**What you are asked to do**
Print the part of the XSEDE education page starting with "The first of" and going on through "complete the course.", word for word.

**Document segment**

Curriculum and Educator Programs
XSEDE pursues innovation and collaboration in computational science education.
XSEDE campus visits emphasize the need for computational science education and offer guidance concerning course content
XSEDE campus visits emphasize the need for computational science education and offer guidance concerning course content.
Campus visits bring together faculty, students, and administrators to discuss the importance of having a workforce that is ready to use modeling and simulation, advanced data analysis, and visualization to explore problems in science and engineering, in both academic and non-academic settings.
A typical campus visit consists of a general presentation affirming the essentiality of computational science education and suggesting approaches to inserting the appropriate content into the curriculum. Discussions are held with faculty and administrators about the current curriculum. Some visits are also combined with a half-day workshop on computational thinking.
If your campus is interested in a visit from XSEDE, contact Kate Cahill, XSEDE Education program lead, at firstname.lastname@example.org.
Mission of the Curriculum and Educator Programs
- Prepare the current and next generation of researchers, educators and practitioners
- Create a significantly larger and more diverse workforce in computational sciences
- Expand access to instructional resources through a shared repository and an active community
XSEDE sponsors full-semester online courses taught through collaborations with faculty at participating institutions.
Participating in Collaborative Online Courses
The XSEDE courses consist of recorded lectures that can be watched by students independently or in their own local classrooms. Each lecture comes with built-in quizzes that are used as part of the grading for the course. In addition, several computer exercises are typically available that students can run on XSEDE computational resources to gain practical experience and have credit for the work recorded in their class grade.
The capstone assignment for a course often is a final project supervised by the local faculty members.
The first of these courses is Applications of Parallel Computers, taught by Jim Demmel at the University of California, Berkeley. View the course content.
How Faculty Can Participate
If you are a faculty member interested in collaborating with XSEDE in this program, you will need to create a course in your own academic schedule that your local students can register for and receive credit. You and your students will then use the online materials and XSEDE resources to complete the course.
Local faculty who participate in the program meet periodically with the XSEDE instructors and staff to discuss schedules, suggestions for course improvement, and any questions related to operations. The local faculties are responsible for assigning final grades to all of their own students.
XSEDE provides access to the course material, technical support for the computer assignments, and access to XSEDE resources to complete the assignments.
For more information about the XSEDE Collaborative Online Courses program, contact Kate Cahill (email@example.com).

**Given data**
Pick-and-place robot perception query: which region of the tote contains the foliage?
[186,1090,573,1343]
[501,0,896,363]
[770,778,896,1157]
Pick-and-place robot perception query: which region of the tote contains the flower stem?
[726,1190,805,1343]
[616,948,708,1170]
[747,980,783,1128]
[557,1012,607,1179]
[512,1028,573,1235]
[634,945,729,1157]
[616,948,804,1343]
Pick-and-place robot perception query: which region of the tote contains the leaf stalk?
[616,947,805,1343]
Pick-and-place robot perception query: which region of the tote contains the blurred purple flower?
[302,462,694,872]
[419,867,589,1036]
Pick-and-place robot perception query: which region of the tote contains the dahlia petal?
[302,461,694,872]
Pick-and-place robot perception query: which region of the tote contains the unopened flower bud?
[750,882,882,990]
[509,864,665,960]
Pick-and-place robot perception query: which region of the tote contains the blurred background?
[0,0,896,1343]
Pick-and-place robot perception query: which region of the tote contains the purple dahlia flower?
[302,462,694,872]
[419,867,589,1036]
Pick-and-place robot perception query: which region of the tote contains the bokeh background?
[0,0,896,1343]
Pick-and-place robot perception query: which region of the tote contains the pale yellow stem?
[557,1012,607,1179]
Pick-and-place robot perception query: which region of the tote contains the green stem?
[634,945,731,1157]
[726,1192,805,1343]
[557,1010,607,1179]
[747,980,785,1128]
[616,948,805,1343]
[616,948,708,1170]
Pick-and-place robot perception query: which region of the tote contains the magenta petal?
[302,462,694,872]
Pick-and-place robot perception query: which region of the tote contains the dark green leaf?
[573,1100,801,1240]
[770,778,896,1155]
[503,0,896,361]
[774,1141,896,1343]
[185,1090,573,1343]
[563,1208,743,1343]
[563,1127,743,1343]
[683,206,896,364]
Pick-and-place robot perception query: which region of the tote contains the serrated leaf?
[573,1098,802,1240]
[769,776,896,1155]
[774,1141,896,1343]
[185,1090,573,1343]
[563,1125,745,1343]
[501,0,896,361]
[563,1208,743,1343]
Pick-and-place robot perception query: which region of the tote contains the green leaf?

**Output of the exercise**
The first of these courses is Applications of Parallel Computers, taught by Jim Demmel at the University of California, Berkeley. View the course content.
How Faculty Can Participate
If you are a faculty member interested in collaborating with XSEDE in this program, you will need to create a course in your own academic schedule that your local students can register for and receive credit. You and your students will then use the online materials and XSEDE resources to complete the course.